## Objective
Reproduce every one of the entries below word for word, omitting the pictures.

## Supplied data

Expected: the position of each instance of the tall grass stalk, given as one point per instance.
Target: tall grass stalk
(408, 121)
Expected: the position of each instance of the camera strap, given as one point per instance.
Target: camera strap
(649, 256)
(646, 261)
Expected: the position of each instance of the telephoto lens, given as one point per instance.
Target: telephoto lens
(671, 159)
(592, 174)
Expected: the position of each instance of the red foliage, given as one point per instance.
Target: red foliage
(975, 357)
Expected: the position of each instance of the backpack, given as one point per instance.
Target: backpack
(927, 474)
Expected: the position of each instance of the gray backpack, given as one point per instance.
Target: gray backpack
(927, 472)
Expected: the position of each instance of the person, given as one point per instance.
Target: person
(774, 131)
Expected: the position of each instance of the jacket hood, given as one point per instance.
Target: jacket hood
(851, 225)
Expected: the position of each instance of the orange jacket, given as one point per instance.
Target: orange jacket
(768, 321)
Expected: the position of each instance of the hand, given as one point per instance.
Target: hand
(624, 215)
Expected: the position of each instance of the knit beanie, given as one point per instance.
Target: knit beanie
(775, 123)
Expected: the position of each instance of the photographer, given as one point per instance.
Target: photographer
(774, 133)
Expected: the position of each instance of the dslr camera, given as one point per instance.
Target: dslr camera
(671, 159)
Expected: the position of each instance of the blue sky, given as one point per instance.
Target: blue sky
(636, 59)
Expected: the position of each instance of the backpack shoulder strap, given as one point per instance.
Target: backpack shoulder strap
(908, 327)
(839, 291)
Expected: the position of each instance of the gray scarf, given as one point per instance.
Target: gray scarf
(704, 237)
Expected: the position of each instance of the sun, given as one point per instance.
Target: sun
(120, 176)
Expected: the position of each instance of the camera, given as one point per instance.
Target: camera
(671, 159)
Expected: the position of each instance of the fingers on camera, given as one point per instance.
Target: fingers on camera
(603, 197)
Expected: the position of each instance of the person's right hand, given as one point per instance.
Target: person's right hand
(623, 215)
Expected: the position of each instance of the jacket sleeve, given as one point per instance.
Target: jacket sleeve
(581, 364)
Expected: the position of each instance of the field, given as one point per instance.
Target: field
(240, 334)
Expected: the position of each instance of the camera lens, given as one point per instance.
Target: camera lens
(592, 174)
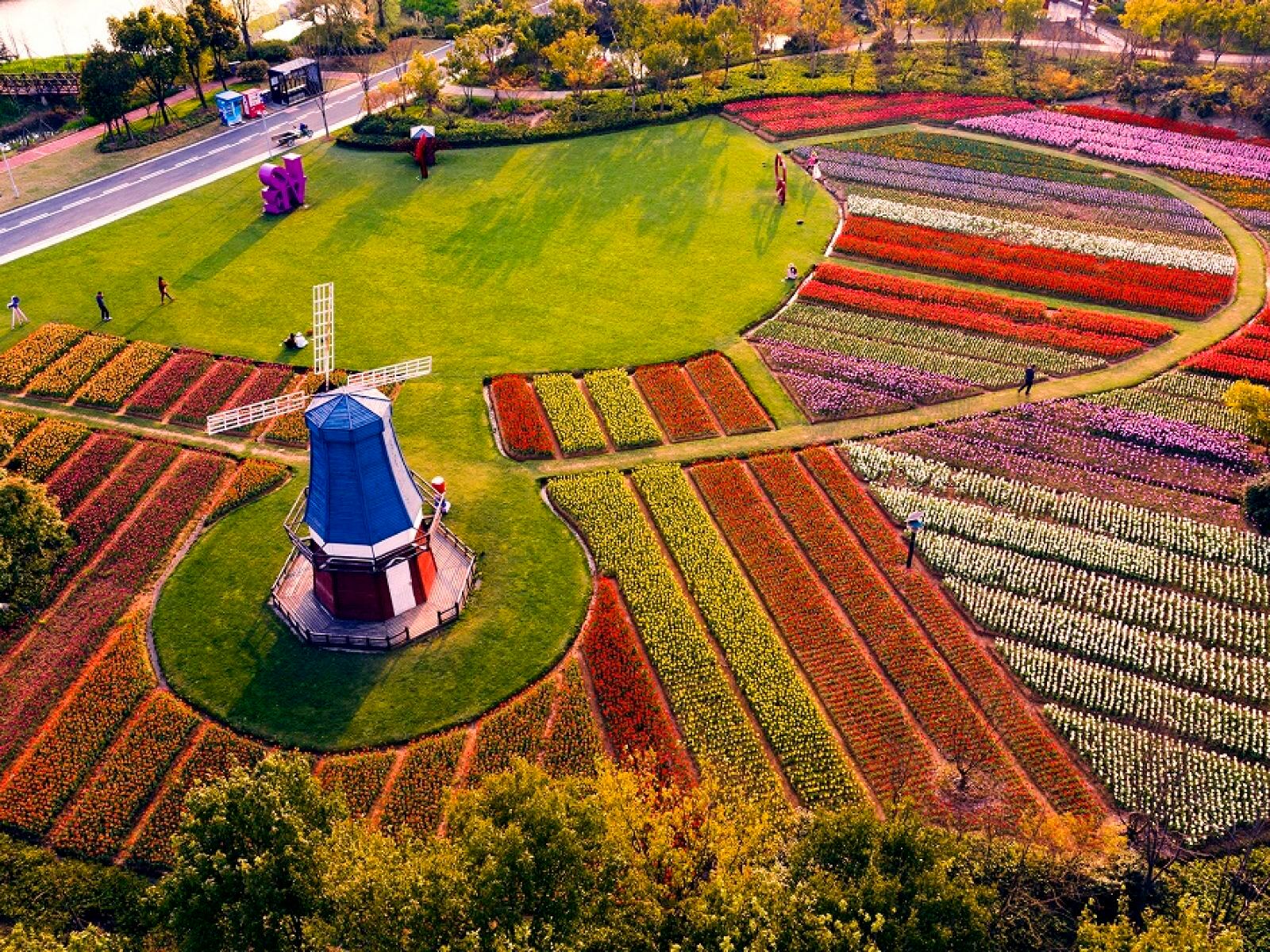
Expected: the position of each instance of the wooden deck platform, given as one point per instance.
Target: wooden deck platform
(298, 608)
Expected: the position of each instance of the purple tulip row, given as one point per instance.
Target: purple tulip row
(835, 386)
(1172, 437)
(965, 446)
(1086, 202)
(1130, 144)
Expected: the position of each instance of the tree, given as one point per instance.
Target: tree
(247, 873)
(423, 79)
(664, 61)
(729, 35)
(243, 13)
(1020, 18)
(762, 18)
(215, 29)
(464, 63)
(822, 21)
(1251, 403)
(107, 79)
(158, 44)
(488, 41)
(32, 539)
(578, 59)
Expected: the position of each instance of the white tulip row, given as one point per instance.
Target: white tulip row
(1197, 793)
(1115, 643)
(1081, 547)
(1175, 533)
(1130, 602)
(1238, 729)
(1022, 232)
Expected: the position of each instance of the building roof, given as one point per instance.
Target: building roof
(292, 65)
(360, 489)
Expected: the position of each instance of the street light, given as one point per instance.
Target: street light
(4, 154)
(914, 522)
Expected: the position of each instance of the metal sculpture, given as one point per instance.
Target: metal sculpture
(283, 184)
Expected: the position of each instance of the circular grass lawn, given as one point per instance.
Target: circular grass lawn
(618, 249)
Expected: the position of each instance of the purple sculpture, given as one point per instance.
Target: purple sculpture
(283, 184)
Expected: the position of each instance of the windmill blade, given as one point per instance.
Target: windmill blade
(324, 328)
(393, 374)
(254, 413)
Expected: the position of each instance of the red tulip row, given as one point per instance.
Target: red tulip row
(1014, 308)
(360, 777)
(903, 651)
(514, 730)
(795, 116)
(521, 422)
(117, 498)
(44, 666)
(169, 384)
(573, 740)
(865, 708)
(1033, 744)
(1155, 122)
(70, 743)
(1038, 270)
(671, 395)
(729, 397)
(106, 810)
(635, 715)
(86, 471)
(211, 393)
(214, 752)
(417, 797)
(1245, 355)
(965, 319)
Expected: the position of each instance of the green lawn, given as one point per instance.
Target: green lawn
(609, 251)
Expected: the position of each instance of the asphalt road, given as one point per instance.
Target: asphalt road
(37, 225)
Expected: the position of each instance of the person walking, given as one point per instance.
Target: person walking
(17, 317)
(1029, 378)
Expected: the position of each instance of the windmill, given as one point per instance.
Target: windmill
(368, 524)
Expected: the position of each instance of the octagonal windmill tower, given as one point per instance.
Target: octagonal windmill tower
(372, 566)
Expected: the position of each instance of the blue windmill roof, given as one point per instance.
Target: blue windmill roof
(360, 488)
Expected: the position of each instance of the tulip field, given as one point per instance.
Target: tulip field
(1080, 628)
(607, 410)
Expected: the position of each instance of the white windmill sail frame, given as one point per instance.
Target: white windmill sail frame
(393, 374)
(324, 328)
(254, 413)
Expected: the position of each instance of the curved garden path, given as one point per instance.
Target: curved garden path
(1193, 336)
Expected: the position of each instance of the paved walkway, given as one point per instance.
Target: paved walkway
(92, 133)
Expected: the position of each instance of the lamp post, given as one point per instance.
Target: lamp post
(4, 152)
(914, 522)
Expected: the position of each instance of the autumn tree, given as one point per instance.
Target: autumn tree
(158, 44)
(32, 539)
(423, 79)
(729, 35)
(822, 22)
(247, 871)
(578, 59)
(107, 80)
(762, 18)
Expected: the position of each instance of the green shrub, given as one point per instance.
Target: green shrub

## Task answer
Expected: the position of each instance of the tall grass stalk, given as one point per instance.
Target: tall grass stalk
(408, 121)
Expected: the position of each instance of the camera strap, given as one point per instance.
Target: camera strap
(649, 256)
(646, 261)
Expected: the position of each instance of the telephoto lens, given as one point per instance.
Target: telephoto lens
(671, 159)
(592, 174)
Expected: the position of each instance of the red foliage, given as one point per instance.
Target: red foliage
(975, 357)
Expected: the position of each instance of the backpack, given as one point per instance.
Target: backpack
(927, 474)
Expected: the position of each instance of the gray backpack, given as one point per instance.
Target: gray backpack
(927, 472)
Expected: the position of each instance of the person, given as one point per instance.
Target: person
(774, 131)
Expected: the position of each instance of the jacket hood, given as one point per instance.
Target: jacket hood
(851, 225)
Expected: the position of each instance of the orange jacket, given as one point per instance.
Target: orange jacket
(768, 321)
Expected: the position of each instance of the hand, given as one point per instance.
Target: hand
(624, 215)
Expected: the position of each instance of the knit beanie, given as one point per instance.
Target: knit beanie
(775, 123)
Expected: the position of each instance of the photographer, given as one point per instance.
Target: photographer
(774, 133)
Expected: the position of each instance of the dslr camera, given as one point per instance.
Target: dslr camera
(671, 159)
Expected: the position of each instance of the blue sky, given as one point per instance.
Target: blue sky
(636, 59)
Expected: the position of each instance of the backpack shoulder strap, given as one point per instance.
Target: backpack shoulder strap
(908, 327)
(839, 291)
Expected: the position of each instance of the gray scarf, given as one point per instance.
Target: gray scarf
(704, 237)
Expected: the position of each instance of the sun, given as one point per instance.
Target: sun
(120, 176)
Expected: the position of each instance of the camera, given as one point per instance.
Target: camera
(671, 159)
Expected: the position of each instance of the fingers on camera, given as one point per instance.
Target: fingers on camera
(603, 197)
Expected: the position of each instance of the person's right hand, given as one point per instance.
Target: person's right hand
(623, 215)
Expected: the position of each instance of the jacket sleeve, given as one point per instance.
Target: jacket sleeve
(581, 364)
Expected: the position of each instance of the field, given as one point per instance.
Target: field
(240, 334)
Expected: the position of each instance of the camera lens, given as one point per instance.
Target: camera lens
(592, 174)
Expected: the position of each instance of the wooden deck platform, given as one point per instance.
Target: wooden deck platform
(298, 608)
Expected: the position of each instance of the purple tulip row, given as one point per instance.
Target: purple tulip row
(835, 386)
(1172, 437)
(965, 446)
(1086, 202)
(1130, 144)
Expected: the position of each instance of the tree, given as one point per instance.
Target: tree
(247, 873)
(423, 79)
(664, 61)
(729, 35)
(243, 13)
(1020, 18)
(762, 18)
(215, 29)
(464, 63)
(822, 21)
(1251, 403)
(107, 79)
(158, 44)
(488, 41)
(32, 539)
(578, 59)
Expected: the position of each instance of the white tulip row, given as one point per instance.
Target: white tulip row
(1197, 793)
(1115, 643)
(1081, 547)
(1175, 533)
(1130, 602)
(1238, 729)
(1022, 232)
Expected: the position of each instance of the building roof, given as one point per instance.
Target: building roof
(292, 65)
(360, 489)
Expected: the position of each instance of the street light, given as one point per instance.
Target: street light
(4, 154)
(914, 522)
Expected: the position of each instance of the metal sculpture, given as one point per instance.
Target: metal sculpture
(283, 184)
Expected: the position of each instance of the circular grass lawn, given as one point per instance.
Target: circular grass lawn
(618, 249)
Expected: the position of each instance of the purple sculpture, given as one point per instance.
Target: purple sculpture
(283, 184)
Expected: the position of each instance of the windmill blade, given as one point per instance.
Target: windmill blade
(324, 328)
(393, 374)
(254, 413)
Expected: the position of each instance of the red tulip row, given as one point per instance.
Target: red tulip row
(1014, 308)
(360, 777)
(903, 651)
(514, 730)
(795, 116)
(521, 422)
(117, 498)
(44, 666)
(169, 384)
(573, 740)
(865, 708)
(1033, 744)
(1155, 122)
(70, 743)
(1038, 270)
(671, 395)
(729, 397)
(106, 810)
(635, 715)
(86, 471)
(211, 393)
(214, 752)
(417, 797)
(1245, 355)
(965, 319)
Expected: the position of each instance of the green lawn, given as one point per instance.
Target: green lawn
(609, 251)
Expected: the position of each instance of the asphalt road, given as one point per instance.
Target: asphalt road
(37, 225)
Expected: the position of each instance of the person walking, given as one point per instance.
Target: person walking
(17, 317)
(1029, 378)
Expected: the position of each instance of the windmill, given as one point per instance.
Target: windmill
(368, 524)
Expected: the position of each instance of the octagonal windmill tower, given as one point per instance.
Target: octagonal windmill tower
(372, 566)
Expected: the position of each instance of the blue windmill roof, given as one point per instance.
Target: blue windmill roof
(360, 488)
Expected: the position of each instance of the tulip field, given as one point per instance.
Target: tulip field
(1080, 628)
(607, 410)
Expected: the position of each instance of the white windmill sail frame, given as one point per instance.
Target: white windmill sail frame
(393, 374)
(324, 328)
(254, 413)
Expected: the position of each instance of the curved garden path, given as one point per instance.
Target: curved garden path
(1193, 336)
Expected: the position of each instance of the paved walkway, given as one point per instance.
Target: paved walkway
(92, 133)
Expected: the position of each instance of the lamp post, given as one point per instance.
Target: lamp post
(4, 152)
(914, 522)
Expected: the position of each instance of the autumn tree, given as one point per instance.
Target: autumn tree
(158, 44)
(32, 539)
(423, 79)
(729, 35)
(822, 22)
(247, 871)
(578, 59)
(107, 80)
(762, 18)
Expected: the position of each instance of the green shrub, given as one point per instance.
Target: green shrub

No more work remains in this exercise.